------ EXERCISE MATERIALS

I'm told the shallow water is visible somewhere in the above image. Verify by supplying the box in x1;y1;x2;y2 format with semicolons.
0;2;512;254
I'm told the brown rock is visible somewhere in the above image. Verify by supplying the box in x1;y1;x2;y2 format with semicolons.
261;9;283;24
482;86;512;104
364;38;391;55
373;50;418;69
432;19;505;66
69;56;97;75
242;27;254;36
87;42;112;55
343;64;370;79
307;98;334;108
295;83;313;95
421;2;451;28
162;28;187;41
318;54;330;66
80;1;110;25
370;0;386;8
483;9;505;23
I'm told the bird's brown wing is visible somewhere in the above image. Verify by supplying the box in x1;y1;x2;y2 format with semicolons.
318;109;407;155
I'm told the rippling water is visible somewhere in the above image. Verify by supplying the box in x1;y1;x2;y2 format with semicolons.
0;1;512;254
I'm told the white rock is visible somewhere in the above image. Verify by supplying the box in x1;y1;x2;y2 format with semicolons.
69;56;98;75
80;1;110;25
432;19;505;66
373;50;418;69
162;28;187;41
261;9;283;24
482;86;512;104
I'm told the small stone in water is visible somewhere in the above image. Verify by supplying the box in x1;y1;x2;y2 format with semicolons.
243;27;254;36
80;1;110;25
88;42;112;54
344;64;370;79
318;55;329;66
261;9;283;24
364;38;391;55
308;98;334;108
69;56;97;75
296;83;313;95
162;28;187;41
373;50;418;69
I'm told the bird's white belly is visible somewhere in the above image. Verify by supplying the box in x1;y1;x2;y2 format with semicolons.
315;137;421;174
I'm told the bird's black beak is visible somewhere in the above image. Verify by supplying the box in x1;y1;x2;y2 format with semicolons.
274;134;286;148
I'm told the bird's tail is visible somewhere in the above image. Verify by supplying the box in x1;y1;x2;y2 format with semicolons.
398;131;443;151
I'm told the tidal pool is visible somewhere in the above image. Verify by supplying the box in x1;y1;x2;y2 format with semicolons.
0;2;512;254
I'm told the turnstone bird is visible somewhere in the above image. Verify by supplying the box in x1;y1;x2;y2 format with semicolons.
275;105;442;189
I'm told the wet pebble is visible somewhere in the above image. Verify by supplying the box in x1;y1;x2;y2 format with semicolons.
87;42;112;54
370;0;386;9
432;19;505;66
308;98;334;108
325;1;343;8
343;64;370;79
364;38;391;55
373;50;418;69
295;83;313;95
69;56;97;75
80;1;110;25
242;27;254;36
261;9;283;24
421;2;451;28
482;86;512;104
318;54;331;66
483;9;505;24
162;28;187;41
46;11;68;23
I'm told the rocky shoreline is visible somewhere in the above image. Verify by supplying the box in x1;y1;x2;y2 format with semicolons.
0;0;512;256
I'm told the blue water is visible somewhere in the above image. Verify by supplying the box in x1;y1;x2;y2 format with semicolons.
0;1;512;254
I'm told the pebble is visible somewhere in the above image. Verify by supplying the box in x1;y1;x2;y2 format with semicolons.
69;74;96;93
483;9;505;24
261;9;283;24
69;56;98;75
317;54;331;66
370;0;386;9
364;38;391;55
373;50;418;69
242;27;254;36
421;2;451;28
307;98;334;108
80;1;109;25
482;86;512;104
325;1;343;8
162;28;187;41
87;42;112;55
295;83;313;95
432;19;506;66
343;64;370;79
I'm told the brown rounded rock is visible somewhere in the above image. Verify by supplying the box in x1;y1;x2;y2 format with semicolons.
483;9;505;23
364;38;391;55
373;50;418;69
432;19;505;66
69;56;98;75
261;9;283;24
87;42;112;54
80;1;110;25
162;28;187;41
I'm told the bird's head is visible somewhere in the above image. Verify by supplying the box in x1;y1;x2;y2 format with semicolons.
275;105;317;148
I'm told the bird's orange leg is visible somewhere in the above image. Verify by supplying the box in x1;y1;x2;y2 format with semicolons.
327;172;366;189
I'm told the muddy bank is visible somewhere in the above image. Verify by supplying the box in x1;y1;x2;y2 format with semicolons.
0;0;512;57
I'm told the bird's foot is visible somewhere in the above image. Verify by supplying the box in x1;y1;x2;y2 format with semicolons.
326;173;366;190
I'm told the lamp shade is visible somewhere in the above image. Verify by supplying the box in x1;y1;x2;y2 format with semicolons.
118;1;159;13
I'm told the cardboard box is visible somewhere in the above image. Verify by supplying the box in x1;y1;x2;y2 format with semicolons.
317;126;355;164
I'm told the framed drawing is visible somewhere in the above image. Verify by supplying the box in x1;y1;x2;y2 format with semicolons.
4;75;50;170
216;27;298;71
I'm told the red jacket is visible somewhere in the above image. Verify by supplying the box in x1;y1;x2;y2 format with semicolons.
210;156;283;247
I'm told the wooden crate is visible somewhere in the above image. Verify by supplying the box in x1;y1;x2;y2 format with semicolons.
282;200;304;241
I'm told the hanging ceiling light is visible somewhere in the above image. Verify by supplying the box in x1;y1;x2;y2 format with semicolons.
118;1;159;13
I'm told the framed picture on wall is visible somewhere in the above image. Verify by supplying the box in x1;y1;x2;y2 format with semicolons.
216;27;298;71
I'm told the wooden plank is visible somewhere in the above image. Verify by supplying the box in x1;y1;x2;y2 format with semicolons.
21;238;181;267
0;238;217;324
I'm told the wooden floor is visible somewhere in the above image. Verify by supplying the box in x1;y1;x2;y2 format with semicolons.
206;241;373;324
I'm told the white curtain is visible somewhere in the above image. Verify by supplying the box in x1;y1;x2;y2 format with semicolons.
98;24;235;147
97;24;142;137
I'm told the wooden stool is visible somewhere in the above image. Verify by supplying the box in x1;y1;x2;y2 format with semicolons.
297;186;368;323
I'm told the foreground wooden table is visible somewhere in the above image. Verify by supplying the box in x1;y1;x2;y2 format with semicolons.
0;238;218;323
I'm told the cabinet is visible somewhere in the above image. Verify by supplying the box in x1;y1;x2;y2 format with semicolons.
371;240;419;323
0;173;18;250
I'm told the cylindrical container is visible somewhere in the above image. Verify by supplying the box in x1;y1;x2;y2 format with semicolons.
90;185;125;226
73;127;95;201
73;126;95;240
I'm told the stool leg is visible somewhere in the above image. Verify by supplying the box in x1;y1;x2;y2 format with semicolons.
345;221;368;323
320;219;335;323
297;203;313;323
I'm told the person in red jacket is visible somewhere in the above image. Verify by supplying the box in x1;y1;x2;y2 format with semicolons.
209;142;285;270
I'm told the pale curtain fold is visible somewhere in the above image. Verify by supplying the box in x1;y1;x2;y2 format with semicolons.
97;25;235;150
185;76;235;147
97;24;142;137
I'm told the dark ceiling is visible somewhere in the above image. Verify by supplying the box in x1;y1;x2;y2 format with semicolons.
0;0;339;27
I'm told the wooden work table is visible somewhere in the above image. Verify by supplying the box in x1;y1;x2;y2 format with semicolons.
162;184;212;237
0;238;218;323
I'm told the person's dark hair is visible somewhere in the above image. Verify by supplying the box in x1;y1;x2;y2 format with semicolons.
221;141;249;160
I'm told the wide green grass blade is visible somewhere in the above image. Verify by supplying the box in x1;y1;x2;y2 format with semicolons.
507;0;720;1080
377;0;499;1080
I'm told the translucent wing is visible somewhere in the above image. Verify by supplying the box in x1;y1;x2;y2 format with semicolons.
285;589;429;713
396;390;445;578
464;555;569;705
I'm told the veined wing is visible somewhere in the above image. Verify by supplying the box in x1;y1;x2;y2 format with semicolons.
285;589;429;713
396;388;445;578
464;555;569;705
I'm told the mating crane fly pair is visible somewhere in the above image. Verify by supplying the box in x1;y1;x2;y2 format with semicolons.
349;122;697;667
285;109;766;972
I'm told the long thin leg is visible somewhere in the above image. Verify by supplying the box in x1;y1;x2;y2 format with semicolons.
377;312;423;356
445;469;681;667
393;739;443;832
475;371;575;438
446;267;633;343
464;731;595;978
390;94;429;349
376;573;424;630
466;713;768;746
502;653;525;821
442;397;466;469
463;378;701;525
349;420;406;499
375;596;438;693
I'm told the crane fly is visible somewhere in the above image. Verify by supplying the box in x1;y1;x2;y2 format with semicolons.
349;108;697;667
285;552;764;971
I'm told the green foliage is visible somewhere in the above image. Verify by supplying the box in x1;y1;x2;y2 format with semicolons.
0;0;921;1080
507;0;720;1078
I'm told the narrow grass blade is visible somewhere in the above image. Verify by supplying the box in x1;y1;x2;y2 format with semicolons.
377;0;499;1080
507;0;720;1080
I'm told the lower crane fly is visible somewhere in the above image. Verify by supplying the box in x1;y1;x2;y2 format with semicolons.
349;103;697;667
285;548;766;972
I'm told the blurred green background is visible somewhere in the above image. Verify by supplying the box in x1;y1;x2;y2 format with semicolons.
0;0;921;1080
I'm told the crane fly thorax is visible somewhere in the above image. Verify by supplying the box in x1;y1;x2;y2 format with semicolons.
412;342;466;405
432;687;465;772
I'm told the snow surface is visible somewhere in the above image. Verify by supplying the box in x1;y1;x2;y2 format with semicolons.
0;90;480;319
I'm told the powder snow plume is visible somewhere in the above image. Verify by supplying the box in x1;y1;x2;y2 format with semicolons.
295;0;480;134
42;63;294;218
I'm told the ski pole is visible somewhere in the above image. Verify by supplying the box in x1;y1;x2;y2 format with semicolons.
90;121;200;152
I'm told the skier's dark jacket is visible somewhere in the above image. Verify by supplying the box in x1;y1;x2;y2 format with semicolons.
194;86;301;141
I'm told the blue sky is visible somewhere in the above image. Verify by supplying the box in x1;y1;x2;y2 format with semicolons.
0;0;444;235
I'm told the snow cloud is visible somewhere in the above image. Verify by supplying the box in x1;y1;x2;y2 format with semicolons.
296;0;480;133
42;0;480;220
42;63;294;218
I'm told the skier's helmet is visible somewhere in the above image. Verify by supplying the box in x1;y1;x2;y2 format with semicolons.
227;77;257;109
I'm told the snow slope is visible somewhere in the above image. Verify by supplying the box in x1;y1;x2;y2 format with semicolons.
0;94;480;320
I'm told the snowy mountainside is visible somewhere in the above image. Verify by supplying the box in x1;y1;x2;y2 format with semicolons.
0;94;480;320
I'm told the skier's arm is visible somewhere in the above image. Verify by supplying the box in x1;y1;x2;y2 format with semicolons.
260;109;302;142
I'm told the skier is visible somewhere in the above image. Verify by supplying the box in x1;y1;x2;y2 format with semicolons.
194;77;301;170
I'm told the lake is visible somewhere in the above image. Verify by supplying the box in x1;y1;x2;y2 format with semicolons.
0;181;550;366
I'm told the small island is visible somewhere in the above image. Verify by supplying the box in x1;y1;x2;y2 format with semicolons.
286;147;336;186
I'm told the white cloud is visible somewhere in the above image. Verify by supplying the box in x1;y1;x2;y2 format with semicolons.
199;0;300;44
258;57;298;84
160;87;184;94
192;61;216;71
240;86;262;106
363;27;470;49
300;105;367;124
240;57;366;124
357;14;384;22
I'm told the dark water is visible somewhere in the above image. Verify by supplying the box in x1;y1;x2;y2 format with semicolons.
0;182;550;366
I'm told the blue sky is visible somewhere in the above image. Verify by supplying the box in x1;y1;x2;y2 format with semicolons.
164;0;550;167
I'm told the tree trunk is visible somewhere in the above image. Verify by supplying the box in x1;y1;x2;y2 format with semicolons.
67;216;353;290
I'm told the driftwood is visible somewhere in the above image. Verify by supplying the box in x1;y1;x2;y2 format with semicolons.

------------

SET PROBLEM: Convert everything in the records from the line containing "I'm told the blurred" down to the line containing "432;687;465;772" into a Markdown table with two columns, Row and Line. Number each row and leave out any blank lines.

RESULT OF THE TASK:
| Row | Line |
|---|---|
| 1 | I'm told the blurred green background is visible somewhere in the above image. Verify by supplying the box in x1;y1;x2;y2 format with semicolons. |
| 2 | 0;0;921;1080 |
| 3 | I'm told the crane fly thorax is visible somewhere in the above image. Verify by supplying the box in x1;y1;x2;y2 format with semicolons. |
| 4 | 412;342;466;405 |
| 5 | 432;687;465;772 |